NJ cop was texting Tinder date before crash killed teen, investigators say
A state trooper was on his phone chatting with a woman he had met on the sex-and-dating app Tinder when he struck and killed a 14-year-old girl, investigators said.
Theresa “Terry” DiFalco was a freshman at Westfield High School, taking part in a scavenger hunt with other theatre department students, when she was struck and killed on March 4, 2017.
Alexander Gelfand was driving an unmarked police vehicle, a Chevrolet Caprice, when he struck DiFalco around 8:30 p.m. that night on Central Avenue near the intersection with Wyoming Street. His shift had ended by 5 p.m. that day.
Prosectors determined in May 2017 that the trooper would not face criminal charges in what the office called a “tragic accident."
Gelfand, however, is being sued by DiFalco's family.
Court documents filed Oct. 14 by DiFalco's attorney include both out-of-court testimony from Gelfand and a supplemental 2017 report from the Union County Prosecutor's Office, which say that Gelfand sent and received a pair of text messages with a woman he had met hours earlier at her home after they had connected on Tinder.
NJ.com first reported this week about this detail in the litigation.
According to testimony he gave in a deposition in October 2018, Gelfand said he left the woman's house in Matawan after spending about two hours there and said he was driving to his home in Scotch Plains at the time of the crash.
Gelfand's cell phone sent an outgoing text at 8:29 p.m., which said "I had fun, you're sweet and I want to see you again," according to the Prosecutor's Office report dated March 16, 2017.
The same report said an incoming text also at 8:29 p.m. from the woman said, "Ok we can do that."
During the same deposition, Gelfand said he didn't recall when he wrote the text, and didn't recall if he stopped for any lights after exiting the Garden State Parkway the night of the accident.
Gelfand also said he didn't remember if his phone was in the car's cup holder or if it was against his leg at the time, "but I know that prior to the accident and during the accident the phone was not being looked at and I was not holding on to it."
"Honestly, if I wasn't looking straight ahead, I would feel very different about the situation and I'd have a much more difficult time because I'd feel like it was my fault for not paying attention, but that's not the case. I was looking straight ahead," Gelfand said in the deposition.
There also is conflicting information about whether any school officials, including the educator who leads the theatre department, were aware of the scavenger hunt.
Maureen DiFalco, Terry's mother, said in the lawsuit that it was a well-known annual tradition at Westfield High School for students involved in the spring theatre production.
Included in the lawsuit are screenshots of text messages that appeared to be between DiFalco and another student, showing that DiFalco voiced reluctance about taking part in the hunt at all, saying she was tired.
In another text, DiFalco asked if everyone would "hate" her if she didn't show up for the event.
There also are records of DiFalco's last text exchange with her mother, as she set out with four other students as a team for the scavenger hunt.
DiFalco suffered a broken neck, broken pelvis, broken leg and other injuries in the deadly crash, according to the medical examiner's report.

Saved entries:
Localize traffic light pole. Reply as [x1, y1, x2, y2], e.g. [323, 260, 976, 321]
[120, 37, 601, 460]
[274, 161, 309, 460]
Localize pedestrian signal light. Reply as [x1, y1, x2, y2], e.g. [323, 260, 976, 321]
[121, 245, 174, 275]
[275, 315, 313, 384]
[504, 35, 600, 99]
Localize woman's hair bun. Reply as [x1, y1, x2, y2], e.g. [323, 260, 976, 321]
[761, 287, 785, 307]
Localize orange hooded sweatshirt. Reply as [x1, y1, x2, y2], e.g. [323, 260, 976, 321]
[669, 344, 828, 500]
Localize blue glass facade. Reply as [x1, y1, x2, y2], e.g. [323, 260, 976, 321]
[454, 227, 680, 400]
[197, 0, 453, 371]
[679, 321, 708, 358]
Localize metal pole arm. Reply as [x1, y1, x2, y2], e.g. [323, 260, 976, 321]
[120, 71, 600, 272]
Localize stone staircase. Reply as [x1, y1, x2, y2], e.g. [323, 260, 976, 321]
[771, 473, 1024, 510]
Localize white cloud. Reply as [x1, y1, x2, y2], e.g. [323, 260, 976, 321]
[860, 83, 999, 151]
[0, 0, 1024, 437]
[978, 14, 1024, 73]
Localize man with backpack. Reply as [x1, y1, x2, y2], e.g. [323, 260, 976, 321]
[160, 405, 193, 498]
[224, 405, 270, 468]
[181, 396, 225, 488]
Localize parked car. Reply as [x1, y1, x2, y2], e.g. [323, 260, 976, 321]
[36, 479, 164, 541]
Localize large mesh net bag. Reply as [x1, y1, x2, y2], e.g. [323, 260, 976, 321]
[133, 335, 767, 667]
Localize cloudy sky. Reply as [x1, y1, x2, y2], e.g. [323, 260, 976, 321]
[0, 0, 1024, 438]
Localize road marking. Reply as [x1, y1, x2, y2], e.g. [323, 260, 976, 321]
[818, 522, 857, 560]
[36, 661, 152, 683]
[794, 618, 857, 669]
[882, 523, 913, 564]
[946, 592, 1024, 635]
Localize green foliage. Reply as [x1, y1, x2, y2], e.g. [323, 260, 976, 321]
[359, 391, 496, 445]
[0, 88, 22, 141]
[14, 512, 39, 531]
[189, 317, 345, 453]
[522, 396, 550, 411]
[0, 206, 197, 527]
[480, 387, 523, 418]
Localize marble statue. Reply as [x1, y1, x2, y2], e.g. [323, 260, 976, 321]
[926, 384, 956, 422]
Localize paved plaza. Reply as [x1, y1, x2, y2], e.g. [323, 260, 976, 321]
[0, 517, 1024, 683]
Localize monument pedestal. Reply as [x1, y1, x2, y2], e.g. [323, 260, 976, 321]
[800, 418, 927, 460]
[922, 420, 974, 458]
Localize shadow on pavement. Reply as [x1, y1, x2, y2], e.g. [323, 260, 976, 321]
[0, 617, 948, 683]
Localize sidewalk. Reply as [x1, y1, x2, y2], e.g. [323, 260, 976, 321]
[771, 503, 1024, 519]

# What the exercise asks
Answer the following questions from the news article about the trooper's crash that killed Terry DiFalco.
(a) By what time had Gelfand's shift ended on the day of the crash?
(b) Where did Gelfand say he was driving to when the crash happened?
(c) Which injuries does the medical examiner's report list for DiFalco?

# Your response
(a) By 5 p.m.
(b) To his home in Scotch Plains.
(c) A broken neck, broken pelvis, broken leg and other injuries.